-- Passage for review --
Since 1947, earnings per share have grown at 7.72%, while the economy has expanded by 6.35% annually. That close relationship in growth rates is logical given the significant role that consumer spending has in the GDP equation.
The slight difference is due to periods where earnings can grow faster than the economy when coming out of recession. However, while nominal stock prices have averaged 9.35% (including dividends), reversions to actual economic growth eventually occur. Such is because corporate earnings are a function of consumptive spending, corporate investments, imports, and exports.
The market disconnect from underlying economic activity is due to psychology. As noted above, such has been the case over the last decade, as successive rounds of monetary interventions led investors to believe “this time is different.”
Unfortunately, it never is.
Stocks Or The Economy, Which Is Right?
While not precise, there is a correlation between economic activity and the rise and fall of equity prices. For example, in 2000 and again in 2008, earnings contracted by 54% and 88%, respectively, as economic growth declined. Such was despite calls of never-ending earnings growth before both previous contractions.
(Chart below are annual data through 2021)
As earnings disappointed, stock prices adjusted by nearly 50% to realign valuations with weaker than expected current earnings and slower future earnings growth. So while the stock market is once again detached from reality, looking at past earnings contractions suggests it won’t be the case for long.

-- Required actions --
- A) According to the passage on stocks and the economy, at what annual rate have earnings per share grown since 1947?
- B) Please reproduce the passage on stocks and the economy from "Since 1947, earnings" up to and including "imports, and exports.".

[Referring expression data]
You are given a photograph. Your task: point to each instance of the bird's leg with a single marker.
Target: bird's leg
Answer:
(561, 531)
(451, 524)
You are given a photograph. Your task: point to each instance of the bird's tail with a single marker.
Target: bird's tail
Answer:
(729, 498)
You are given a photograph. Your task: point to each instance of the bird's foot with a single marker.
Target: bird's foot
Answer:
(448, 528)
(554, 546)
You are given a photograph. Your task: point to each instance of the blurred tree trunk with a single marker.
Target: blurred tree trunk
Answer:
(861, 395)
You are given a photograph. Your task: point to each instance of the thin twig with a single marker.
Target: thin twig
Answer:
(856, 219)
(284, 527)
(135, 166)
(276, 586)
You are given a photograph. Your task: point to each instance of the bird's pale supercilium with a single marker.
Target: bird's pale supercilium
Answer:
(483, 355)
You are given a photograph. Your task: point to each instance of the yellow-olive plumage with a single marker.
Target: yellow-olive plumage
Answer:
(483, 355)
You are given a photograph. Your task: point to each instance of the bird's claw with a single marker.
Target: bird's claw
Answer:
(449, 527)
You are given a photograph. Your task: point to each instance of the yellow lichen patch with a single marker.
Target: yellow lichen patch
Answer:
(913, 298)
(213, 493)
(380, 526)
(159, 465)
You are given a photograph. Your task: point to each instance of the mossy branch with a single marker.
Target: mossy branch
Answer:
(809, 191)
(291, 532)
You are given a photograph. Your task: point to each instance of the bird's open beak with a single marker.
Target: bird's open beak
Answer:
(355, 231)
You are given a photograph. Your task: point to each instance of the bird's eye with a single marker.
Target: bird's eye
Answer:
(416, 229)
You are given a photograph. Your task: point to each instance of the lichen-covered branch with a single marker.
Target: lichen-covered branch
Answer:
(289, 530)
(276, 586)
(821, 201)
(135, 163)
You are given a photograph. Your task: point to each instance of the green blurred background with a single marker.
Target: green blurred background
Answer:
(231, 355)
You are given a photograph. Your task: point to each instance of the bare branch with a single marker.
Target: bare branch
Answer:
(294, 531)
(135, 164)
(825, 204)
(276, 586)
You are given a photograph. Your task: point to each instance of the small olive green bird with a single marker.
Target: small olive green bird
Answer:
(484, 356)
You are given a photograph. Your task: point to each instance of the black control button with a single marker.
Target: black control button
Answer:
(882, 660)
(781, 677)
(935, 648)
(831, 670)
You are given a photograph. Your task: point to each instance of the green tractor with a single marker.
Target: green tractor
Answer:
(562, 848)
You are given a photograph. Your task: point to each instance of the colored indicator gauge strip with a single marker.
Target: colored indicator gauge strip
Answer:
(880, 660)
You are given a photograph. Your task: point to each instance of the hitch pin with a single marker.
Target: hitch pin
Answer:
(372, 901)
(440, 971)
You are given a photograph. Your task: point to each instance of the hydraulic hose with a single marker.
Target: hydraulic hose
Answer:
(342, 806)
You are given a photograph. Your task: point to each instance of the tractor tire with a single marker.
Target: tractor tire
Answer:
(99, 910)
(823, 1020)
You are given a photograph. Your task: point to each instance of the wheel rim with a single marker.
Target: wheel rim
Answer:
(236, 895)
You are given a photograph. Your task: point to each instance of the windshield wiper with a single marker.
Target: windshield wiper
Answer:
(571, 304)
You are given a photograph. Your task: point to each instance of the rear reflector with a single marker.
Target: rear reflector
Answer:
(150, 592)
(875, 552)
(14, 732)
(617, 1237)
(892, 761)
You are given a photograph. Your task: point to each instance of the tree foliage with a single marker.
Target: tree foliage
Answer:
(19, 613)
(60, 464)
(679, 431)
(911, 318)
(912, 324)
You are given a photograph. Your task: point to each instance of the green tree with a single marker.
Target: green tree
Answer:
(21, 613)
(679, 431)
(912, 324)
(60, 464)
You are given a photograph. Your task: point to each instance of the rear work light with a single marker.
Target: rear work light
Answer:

-- Solutions by task --
- A) 7.72%

- B)
Since 1947, earnings per share have grown at 7.72%, while the economy has expanded by 6.35% annually. That close relationship in growth rates is logical given the significant role that consumer spending has in the GDP equation.
The slight difference is due to periods where earnings can grow faster than the economy when coming out of recession. However, while nominal stock prices have averaged 9.35% (including dividends), reversions to actual economic growth eventually occur. Such is because corporate earnings are a function of consumptive spending, corporate investments, imports, and exports.